Region pointing data
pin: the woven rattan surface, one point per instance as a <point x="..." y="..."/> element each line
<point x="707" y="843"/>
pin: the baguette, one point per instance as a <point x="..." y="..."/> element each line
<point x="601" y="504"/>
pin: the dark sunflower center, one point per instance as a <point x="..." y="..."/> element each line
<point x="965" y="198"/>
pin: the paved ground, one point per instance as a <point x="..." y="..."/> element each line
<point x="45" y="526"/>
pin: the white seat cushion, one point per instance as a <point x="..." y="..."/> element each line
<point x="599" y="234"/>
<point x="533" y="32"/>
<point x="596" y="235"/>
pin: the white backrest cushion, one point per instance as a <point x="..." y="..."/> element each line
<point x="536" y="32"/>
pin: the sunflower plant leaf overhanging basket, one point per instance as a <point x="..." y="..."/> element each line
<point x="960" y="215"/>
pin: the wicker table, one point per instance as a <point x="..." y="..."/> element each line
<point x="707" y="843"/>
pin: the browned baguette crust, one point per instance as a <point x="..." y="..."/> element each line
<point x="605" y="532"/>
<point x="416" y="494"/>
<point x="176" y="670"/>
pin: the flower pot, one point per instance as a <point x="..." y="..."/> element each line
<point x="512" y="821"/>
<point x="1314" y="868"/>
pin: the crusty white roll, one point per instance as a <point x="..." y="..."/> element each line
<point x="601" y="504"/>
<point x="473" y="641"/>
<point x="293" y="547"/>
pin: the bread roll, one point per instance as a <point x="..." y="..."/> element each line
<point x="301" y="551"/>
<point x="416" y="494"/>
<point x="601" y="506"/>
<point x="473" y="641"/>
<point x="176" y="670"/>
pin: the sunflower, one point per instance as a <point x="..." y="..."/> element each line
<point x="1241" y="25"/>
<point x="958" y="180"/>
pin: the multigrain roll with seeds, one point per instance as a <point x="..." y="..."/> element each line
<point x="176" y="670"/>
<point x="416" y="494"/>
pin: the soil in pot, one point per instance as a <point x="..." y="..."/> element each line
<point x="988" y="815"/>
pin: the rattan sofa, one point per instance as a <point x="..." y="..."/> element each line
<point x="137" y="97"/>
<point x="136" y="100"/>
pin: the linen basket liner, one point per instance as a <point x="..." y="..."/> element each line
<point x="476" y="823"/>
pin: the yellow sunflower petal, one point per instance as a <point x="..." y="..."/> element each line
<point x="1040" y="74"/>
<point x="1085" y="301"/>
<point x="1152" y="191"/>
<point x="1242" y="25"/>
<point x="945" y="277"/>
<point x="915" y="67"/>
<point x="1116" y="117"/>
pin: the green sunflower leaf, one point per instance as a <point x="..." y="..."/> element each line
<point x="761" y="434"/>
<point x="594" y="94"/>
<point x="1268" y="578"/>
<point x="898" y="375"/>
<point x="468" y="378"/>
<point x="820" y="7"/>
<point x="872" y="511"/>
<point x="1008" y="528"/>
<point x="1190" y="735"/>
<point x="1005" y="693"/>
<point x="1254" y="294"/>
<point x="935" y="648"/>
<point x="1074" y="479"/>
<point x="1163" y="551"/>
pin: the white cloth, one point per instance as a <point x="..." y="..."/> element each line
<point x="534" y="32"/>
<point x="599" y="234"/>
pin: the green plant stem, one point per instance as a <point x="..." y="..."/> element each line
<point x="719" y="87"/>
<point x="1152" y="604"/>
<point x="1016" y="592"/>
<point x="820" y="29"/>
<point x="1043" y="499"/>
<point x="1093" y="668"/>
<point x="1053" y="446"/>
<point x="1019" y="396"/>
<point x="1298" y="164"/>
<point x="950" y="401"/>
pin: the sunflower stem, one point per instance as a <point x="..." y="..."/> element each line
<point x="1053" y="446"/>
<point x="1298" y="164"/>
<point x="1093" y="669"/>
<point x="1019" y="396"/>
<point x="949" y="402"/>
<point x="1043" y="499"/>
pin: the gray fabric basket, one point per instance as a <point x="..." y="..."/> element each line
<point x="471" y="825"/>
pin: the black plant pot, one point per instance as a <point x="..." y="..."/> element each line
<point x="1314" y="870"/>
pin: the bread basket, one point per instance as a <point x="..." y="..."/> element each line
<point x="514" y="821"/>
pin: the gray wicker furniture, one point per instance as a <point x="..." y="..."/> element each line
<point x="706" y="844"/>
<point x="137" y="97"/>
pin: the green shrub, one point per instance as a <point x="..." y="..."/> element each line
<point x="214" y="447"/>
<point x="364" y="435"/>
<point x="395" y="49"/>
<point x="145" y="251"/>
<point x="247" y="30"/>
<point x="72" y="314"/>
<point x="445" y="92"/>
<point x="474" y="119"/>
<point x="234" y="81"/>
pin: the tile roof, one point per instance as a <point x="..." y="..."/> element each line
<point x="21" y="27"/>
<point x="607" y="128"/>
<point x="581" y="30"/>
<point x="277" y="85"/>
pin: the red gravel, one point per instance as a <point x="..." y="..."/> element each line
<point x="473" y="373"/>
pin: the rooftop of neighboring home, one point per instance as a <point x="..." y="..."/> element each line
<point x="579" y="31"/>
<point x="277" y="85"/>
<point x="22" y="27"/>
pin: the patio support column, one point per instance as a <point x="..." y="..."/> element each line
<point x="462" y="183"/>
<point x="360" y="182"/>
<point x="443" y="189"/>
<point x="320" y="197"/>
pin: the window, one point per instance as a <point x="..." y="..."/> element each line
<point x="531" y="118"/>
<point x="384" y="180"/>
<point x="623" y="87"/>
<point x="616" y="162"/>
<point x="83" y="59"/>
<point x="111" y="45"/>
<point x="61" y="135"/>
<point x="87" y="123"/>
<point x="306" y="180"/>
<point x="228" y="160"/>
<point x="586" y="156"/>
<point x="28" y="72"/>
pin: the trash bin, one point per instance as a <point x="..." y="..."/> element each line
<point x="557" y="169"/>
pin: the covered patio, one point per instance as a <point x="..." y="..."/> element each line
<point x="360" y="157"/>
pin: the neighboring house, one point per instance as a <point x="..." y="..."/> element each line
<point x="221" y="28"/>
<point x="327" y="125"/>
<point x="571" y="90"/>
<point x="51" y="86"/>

# Instructions to follow
Each line above needs to be returned exactly as it is.

# Response to this exercise
pin: the woven rattan surface, one point per instance as a <point x="..." y="..."/> element each line
<point x="707" y="843"/>
pin: the baguette, one point per instance as a <point x="..." y="..."/> element each line
<point x="601" y="504"/>
pin: the dark sunflower center, one point per instance as a <point x="..." y="..."/> element each line
<point x="965" y="198"/>
pin: the paved ground, one point per instance as a <point x="..." y="..."/> element each line
<point x="45" y="526"/>
pin: the white seat cushion, one point per instance as a <point x="..." y="..."/> element each line
<point x="599" y="234"/>
<point x="533" y="32"/>
<point x="596" y="235"/>
pin: the white backrest cushion, one point per instance as a <point x="..." y="..."/> element each line
<point x="536" y="32"/>
pin: the sunflower plant leaf overhanging basket, one point per instance as a <point x="..." y="..."/> element each line
<point x="960" y="215"/>
pin: the wicker table, one point per instance as a <point x="..." y="..."/> element each line
<point x="707" y="843"/>
pin: the browned baguette crust, one point per instance as a <point x="..." y="..."/> element each line
<point x="605" y="532"/>
<point x="416" y="494"/>
<point x="176" y="670"/>
pin: the flower pot, one point per instance as a <point x="..." y="..."/> element each line
<point x="512" y="821"/>
<point x="1314" y="868"/>
pin: the crusty white roll, one point per instance as a <point x="..." y="..."/> element each line
<point x="601" y="504"/>
<point x="473" y="641"/>
<point x="293" y="547"/>
pin: the bread roll, one point per instance as a <point x="..." y="..."/> element each line
<point x="301" y="551"/>
<point x="416" y="494"/>
<point x="601" y="506"/>
<point x="473" y="641"/>
<point x="176" y="670"/>
pin: the sunflower, one point per instance as a <point x="..." y="..."/> element each line
<point x="1241" y="25"/>
<point x="958" y="180"/>
pin: the multigrain roll with seeds, one point per instance as a <point x="..." y="..."/> element each line
<point x="176" y="670"/>
<point x="416" y="494"/>
pin: the soil in pot, one point per instance as a <point x="..." y="..."/> element each line
<point x="988" y="815"/>
pin: the rattan sofa, one point per instance as a <point x="..." y="..."/> element each line
<point x="137" y="97"/>
<point x="136" y="100"/>
pin: the linen basket liner, one point per instance as a <point x="..." y="..."/> element each line
<point x="476" y="823"/>
pin: the yellow sunflower petal, one point per instance as a <point x="..." y="..."/> element each line
<point x="1040" y="74"/>
<point x="1085" y="301"/>
<point x="1152" y="191"/>
<point x="1242" y="25"/>
<point x="945" y="277"/>
<point x="915" y="67"/>
<point x="1116" y="117"/>
pin: the green sunflower leaf, one point per instance as a <point x="..." y="..."/> element each line
<point x="761" y="434"/>
<point x="594" y="94"/>
<point x="1268" y="578"/>
<point x="898" y="375"/>
<point x="468" y="378"/>
<point x="820" y="7"/>
<point x="872" y="511"/>
<point x="1008" y="528"/>
<point x="1190" y="735"/>
<point x="1005" y="693"/>
<point x="1254" y="294"/>
<point x="935" y="648"/>
<point x="1074" y="479"/>
<point x="1163" y="551"/>
pin: the white cloth, one point per instance as a <point x="..." y="..."/> element each line
<point x="534" y="32"/>
<point x="599" y="234"/>
pin: the green plant stem, one point per instance as a <point x="..." y="..."/> element each line
<point x="719" y="87"/>
<point x="1152" y="604"/>
<point x="1016" y="592"/>
<point x="820" y="29"/>
<point x="1043" y="499"/>
<point x="1093" y="668"/>
<point x="1053" y="446"/>
<point x="1019" y="396"/>
<point x="1298" y="164"/>
<point x="950" y="401"/>
pin: the sunflower stem, one point per instance as a <point x="..." y="..."/> element each line
<point x="1053" y="446"/>
<point x="1298" y="164"/>
<point x="1093" y="669"/>
<point x="1019" y="396"/>
<point x="949" y="402"/>
<point x="1043" y="499"/>
pin: the gray fabric basket, one point per instance as a <point x="..." y="..."/> element each line
<point x="471" y="825"/>
pin: the black plant pot, one point per instance as a <point x="..." y="..."/> element each line
<point x="1314" y="870"/>
pin: the bread basket, one point per instance as a <point x="..." y="..."/> element each line
<point x="514" y="821"/>
pin: the gray wicker furniture, one point per instance as a <point x="..." y="..."/> element each line
<point x="706" y="844"/>
<point x="137" y="97"/>
pin: the green shrub, one point per instance as a <point x="..." y="..."/> element each line
<point x="214" y="447"/>
<point x="364" y="435"/>
<point x="395" y="49"/>
<point x="145" y="251"/>
<point x="247" y="30"/>
<point x="72" y="314"/>
<point x="445" y="92"/>
<point x="474" y="119"/>
<point x="234" y="81"/>
pin: the tile roof, one point per instance as a <point x="..." y="..."/> element each line
<point x="21" y="27"/>
<point x="607" y="128"/>
<point x="581" y="30"/>
<point x="277" y="85"/>
pin: the red gravel, one point per instance as a <point x="..." y="..."/> element each line
<point x="473" y="373"/>
pin: the rooftop of neighboring home, one point per instance as a <point x="..." y="..."/> element each line
<point x="579" y="31"/>
<point x="277" y="85"/>
<point x="22" y="27"/>
pin: the patio support column, one point per instance as a <point x="..." y="..."/> element each line
<point x="462" y="183"/>
<point x="360" y="182"/>
<point x="443" y="189"/>
<point x="320" y="197"/>
pin: the window, one point per instance as a <point x="..." y="..."/> element each line
<point x="531" y="118"/>
<point x="384" y="180"/>
<point x="623" y="87"/>
<point x="616" y="162"/>
<point x="83" y="59"/>
<point x="111" y="45"/>
<point x="61" y="135"/>
<point x="87" y="123"/>
<point x="306" y="180"/>
<point x="228" y="160"/>
<point x="586" y="156"/>
<point x="28" y="72"/>
pin: the trash bin, one point per instance as a <point x="..." y="..."/> element each line
<point x="557" y="169"/>
pin: the covered patio, one point per instance as a <point x="..." y="..."/> element each line
<point x="360" y="157"/>
pin: the neighboring house, one point per instance as a <point x="..." y="..."/> element each line
<point x="221" y="28"/>
<point x="327" y="125"/>
<point x="571" y="90"/>
<point x="51" y="86"/>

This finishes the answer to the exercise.